PROMPT: Which lines of the listing hold the string "flagpole"? Copy those lines.

┄┄┄┄┄┄┄┄┄┄┄┄┄┄┄┄┄┄┄┄

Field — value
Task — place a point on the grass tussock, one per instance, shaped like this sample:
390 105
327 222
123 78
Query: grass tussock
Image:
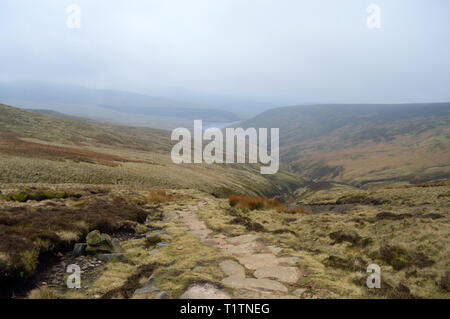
27 232
439 184
10 144
37 195
246 203
160 196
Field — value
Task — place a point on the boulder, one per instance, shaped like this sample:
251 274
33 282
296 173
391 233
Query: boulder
79 249
112 257
98 243
152 239
116 245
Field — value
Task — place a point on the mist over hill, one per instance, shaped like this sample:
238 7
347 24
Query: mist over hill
111 105
362 143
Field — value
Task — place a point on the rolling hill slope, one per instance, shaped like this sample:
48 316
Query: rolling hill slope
110 105
39 148
361 144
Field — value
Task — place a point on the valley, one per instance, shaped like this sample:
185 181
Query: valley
109 199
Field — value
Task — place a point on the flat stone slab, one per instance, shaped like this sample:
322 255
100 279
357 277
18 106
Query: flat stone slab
289 260
254 284
206 291
242 239
112 257
274 249
243 249
145 291
232 269
256 261
281 273
299 292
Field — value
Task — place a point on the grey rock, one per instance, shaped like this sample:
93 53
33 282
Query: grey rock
145 291
162 295
116 245
299 292
162 244
79 249
112 257
98 243
170 263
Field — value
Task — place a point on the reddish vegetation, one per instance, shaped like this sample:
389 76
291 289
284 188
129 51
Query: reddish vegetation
420 185
160 196
10 144
26 232
246 203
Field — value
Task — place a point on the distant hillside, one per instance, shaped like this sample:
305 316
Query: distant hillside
363 143
40 148
110 105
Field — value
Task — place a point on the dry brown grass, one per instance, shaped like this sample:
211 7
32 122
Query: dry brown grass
160 196
419 185
10 144
27 231
246 203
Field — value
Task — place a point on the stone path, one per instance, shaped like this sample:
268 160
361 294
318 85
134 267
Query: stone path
272 275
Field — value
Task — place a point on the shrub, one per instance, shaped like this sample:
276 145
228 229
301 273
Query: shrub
260 203
160 196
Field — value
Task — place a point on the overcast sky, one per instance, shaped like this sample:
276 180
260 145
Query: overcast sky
292 50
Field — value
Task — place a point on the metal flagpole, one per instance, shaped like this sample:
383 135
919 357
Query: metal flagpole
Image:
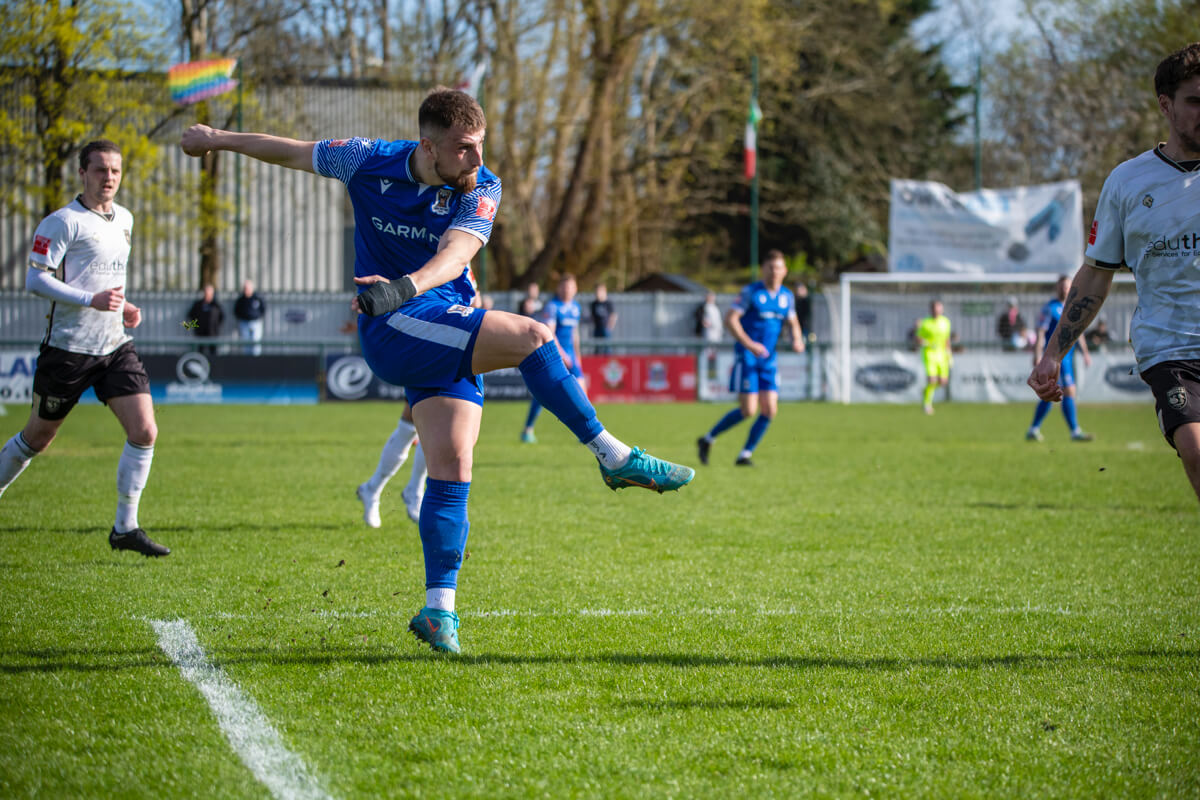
754 181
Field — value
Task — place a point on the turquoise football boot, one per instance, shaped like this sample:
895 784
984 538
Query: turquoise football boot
438 629
648 473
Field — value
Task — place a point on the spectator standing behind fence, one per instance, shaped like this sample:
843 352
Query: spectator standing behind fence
604 318
708 319
205 317
804 310
1011 328
249 312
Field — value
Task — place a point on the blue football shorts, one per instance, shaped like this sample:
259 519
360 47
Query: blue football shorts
751 374
426 347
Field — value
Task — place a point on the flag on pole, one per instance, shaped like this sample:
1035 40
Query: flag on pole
196 80
751 143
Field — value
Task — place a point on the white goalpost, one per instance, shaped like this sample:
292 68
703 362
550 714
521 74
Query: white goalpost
876 361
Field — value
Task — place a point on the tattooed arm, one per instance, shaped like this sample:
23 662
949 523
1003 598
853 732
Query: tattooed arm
1087 293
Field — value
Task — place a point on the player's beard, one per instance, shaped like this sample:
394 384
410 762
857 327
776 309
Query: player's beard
462 181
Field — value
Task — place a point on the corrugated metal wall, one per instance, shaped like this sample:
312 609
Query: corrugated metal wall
295 233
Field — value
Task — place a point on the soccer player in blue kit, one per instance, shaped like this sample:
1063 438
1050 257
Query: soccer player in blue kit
423 210
562 314
756 320
1047 324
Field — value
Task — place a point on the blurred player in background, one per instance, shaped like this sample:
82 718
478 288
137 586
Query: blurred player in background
562 316
391 458
78 263
756 320
1051 313
934 337
423 209
1149 199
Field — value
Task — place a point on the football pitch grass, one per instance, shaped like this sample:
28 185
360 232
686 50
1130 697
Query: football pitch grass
887 605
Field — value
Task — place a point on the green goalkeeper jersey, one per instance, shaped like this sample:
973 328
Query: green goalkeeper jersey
935 332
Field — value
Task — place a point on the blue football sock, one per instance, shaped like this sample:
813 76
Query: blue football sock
444 528
553 386
534 411
756 431
1041 413
1068 410
726 422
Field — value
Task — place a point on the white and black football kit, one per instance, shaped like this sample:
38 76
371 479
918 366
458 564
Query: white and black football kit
1149 220
88 252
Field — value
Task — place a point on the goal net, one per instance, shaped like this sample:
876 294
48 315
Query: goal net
876 359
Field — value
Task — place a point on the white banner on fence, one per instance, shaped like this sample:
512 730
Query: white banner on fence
1024 229
17 376
899 377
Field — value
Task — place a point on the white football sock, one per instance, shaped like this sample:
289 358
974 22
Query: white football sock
132 471
611 452
439 599
15 457
393 456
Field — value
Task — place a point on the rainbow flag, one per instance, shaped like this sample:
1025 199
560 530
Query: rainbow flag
196 80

┄┄┄┄┄┄┄┄┄┄┄┄┄┄┄┄┄┄┄┄

FINAL ANSWER:
Task — place a point on the metal flagpole, one per instance, shaped like this sample:
Query: metal flagpole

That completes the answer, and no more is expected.